Extracted data:
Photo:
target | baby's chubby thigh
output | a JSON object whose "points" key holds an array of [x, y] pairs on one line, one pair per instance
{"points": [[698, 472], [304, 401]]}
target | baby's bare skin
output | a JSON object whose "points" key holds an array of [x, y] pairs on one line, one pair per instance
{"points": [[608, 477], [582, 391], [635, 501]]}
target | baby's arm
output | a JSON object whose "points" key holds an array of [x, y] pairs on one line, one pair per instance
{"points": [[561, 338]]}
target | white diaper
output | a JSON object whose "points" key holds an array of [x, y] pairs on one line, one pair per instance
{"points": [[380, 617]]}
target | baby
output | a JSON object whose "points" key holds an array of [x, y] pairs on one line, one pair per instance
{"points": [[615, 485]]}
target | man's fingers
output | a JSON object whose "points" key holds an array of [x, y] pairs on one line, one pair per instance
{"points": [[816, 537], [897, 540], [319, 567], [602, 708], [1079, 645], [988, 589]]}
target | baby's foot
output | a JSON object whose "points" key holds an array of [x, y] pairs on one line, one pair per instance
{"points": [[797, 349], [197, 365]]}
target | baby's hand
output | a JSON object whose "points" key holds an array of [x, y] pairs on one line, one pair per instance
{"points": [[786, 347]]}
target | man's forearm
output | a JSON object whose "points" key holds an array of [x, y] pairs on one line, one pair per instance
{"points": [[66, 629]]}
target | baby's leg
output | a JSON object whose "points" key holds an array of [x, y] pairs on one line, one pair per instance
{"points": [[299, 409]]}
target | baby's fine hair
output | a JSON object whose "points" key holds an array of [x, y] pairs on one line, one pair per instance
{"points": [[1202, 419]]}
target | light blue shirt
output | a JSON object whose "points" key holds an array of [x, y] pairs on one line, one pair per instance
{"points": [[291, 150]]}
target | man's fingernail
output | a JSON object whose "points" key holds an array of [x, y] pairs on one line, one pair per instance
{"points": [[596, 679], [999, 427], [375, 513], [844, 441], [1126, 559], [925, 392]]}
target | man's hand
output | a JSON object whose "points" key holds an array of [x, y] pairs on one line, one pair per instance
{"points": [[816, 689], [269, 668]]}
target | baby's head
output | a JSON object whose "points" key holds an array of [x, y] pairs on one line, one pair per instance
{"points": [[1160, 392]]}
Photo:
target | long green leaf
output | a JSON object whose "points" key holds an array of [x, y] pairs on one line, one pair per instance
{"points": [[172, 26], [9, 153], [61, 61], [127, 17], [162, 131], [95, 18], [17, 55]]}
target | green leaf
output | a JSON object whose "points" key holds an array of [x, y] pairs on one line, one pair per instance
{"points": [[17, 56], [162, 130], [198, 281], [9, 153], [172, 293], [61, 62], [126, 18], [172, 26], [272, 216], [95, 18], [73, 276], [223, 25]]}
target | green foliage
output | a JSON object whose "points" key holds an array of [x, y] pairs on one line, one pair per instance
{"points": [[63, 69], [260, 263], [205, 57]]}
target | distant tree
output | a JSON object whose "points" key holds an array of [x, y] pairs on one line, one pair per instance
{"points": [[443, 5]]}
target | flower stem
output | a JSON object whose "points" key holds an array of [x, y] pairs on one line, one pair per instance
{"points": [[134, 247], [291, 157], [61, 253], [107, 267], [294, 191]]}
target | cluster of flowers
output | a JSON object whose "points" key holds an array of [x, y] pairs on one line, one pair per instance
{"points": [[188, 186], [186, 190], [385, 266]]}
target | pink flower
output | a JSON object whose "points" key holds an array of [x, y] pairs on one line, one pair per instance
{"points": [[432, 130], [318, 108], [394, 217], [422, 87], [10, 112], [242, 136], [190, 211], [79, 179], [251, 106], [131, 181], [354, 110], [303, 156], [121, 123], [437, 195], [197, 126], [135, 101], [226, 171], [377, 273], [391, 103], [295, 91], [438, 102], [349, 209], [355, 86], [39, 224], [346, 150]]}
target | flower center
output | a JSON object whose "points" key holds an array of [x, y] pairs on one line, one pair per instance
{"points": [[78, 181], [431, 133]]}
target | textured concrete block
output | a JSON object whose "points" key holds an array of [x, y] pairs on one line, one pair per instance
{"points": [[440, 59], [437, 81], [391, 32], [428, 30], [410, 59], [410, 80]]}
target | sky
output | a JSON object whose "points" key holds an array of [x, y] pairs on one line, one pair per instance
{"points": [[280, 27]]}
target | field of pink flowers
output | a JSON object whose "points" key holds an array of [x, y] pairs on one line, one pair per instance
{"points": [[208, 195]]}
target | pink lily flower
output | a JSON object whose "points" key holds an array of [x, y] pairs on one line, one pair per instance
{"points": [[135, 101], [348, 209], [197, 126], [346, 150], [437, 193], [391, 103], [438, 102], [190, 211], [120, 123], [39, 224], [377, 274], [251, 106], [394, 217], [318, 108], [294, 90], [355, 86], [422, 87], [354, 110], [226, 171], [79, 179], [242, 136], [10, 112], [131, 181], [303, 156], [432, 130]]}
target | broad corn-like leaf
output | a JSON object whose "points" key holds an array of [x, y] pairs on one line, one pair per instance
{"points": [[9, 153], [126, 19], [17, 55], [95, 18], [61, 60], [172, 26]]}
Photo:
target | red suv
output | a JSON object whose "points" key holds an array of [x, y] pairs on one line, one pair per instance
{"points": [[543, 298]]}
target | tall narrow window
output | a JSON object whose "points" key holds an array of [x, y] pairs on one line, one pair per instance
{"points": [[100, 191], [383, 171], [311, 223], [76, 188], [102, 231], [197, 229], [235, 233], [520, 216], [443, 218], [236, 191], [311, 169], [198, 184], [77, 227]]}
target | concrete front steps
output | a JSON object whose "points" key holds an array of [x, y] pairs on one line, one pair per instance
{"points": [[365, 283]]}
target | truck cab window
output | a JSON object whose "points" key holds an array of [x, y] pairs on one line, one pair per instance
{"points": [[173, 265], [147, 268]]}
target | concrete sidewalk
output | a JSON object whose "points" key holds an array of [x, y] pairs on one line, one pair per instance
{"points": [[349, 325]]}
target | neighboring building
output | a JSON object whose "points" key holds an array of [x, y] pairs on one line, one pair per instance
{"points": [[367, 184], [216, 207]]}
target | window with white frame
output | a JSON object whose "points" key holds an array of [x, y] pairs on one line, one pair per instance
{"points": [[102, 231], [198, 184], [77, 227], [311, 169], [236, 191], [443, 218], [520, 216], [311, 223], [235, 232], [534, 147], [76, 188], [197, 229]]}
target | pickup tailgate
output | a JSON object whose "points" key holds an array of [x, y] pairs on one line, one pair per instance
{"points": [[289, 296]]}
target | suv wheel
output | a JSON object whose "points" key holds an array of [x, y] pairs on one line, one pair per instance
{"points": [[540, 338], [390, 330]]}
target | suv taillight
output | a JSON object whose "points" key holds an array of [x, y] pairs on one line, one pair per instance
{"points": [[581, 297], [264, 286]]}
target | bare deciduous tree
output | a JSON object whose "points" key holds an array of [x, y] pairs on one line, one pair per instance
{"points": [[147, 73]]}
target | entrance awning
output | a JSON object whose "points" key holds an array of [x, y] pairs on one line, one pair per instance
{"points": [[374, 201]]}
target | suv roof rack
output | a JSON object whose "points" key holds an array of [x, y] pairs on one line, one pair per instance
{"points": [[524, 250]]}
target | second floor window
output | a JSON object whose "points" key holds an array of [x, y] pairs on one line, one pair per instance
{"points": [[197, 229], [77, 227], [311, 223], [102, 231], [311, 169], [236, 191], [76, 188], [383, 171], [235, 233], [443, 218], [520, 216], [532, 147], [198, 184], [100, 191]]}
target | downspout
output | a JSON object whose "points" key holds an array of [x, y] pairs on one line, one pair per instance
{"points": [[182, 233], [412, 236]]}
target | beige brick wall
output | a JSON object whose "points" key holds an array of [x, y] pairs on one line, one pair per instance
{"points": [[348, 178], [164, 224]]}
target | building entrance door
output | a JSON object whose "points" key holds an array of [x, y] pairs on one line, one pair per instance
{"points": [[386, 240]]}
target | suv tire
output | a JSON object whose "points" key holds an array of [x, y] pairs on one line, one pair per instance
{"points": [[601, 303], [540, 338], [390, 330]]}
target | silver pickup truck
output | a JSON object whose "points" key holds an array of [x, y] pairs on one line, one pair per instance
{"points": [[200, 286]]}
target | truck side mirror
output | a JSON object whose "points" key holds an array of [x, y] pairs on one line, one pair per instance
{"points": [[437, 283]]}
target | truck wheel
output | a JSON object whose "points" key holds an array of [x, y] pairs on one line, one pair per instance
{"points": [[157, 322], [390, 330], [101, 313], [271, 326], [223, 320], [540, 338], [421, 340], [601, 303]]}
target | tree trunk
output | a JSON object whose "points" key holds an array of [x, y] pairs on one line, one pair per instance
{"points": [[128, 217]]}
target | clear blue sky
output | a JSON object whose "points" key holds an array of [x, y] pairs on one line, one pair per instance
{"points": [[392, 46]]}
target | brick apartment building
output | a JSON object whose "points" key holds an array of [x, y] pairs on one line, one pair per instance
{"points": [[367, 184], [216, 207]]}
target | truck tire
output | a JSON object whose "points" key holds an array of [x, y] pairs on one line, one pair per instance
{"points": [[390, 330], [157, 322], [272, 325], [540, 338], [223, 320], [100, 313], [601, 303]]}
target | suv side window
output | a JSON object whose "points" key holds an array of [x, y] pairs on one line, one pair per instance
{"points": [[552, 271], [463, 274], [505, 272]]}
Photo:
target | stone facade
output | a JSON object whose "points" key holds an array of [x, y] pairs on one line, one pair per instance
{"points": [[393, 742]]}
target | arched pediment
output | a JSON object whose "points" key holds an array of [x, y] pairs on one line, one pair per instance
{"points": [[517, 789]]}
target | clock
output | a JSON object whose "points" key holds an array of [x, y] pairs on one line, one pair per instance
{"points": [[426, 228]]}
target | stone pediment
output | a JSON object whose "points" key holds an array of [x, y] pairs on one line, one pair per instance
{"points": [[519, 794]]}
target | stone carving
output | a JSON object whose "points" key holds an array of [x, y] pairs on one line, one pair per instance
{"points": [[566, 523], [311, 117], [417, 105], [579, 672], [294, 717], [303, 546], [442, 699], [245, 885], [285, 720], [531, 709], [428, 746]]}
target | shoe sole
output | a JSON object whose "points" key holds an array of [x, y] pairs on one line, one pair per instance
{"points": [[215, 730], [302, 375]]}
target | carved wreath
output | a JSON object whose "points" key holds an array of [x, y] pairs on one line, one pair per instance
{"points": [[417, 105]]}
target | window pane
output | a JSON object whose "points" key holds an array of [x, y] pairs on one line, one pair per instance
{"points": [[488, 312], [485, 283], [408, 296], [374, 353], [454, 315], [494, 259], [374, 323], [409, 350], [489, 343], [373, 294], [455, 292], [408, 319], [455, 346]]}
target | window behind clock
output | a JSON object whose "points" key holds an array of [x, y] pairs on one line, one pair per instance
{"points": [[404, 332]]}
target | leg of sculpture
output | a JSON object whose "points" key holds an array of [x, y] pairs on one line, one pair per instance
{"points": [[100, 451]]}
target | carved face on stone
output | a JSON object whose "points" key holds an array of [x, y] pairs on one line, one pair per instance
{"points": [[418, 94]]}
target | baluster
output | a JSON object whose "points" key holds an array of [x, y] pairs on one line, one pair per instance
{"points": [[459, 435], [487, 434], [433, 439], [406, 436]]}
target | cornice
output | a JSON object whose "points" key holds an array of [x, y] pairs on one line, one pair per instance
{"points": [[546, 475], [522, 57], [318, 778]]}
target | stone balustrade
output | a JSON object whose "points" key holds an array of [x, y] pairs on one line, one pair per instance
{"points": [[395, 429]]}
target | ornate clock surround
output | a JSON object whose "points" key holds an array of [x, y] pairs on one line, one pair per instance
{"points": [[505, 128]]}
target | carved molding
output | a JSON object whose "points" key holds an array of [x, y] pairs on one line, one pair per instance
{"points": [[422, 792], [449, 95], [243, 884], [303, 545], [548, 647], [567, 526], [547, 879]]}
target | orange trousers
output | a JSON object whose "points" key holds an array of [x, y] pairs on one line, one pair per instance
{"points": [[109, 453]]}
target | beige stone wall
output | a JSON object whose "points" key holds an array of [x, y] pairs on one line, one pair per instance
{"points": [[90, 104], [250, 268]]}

To do: Copy the lines above exactly, beginning at the line that has "target | truck cab window" and stopping after the line that has "target | neighboring building", and omit the rest.

Result below:
target | truck cab window
output | a JSON object whose "points" key holds an array of [x, y] pairs on one line, one pair per instance
{"points": [[173, 265], [147, 268]]}
target | concrete sidewalk
output | a JSON object whose "points" key holds an array of [x, y] pairs on one line, one pair per instance
{"points": [[349, 325]]}
target | neighboring building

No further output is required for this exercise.